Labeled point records
☆ ☆ ☆ ☆

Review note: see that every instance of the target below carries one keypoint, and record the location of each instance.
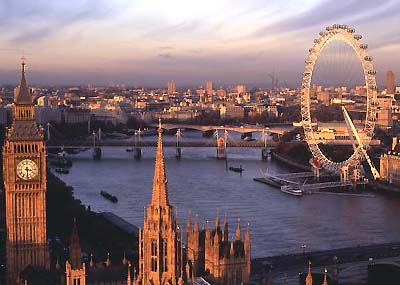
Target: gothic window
(238, 276)
(165, 255)
(154, 255)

☆ ☆ ☆ ☆

Please copy the data above line for line, leaving out the pictures.

- [TASK ANSWER]
Review note: see that every instance of the target below carries one keypoint, and record the location of each instance.
Target: gothic window
(238, 276)
(165, 255)
(154, 255)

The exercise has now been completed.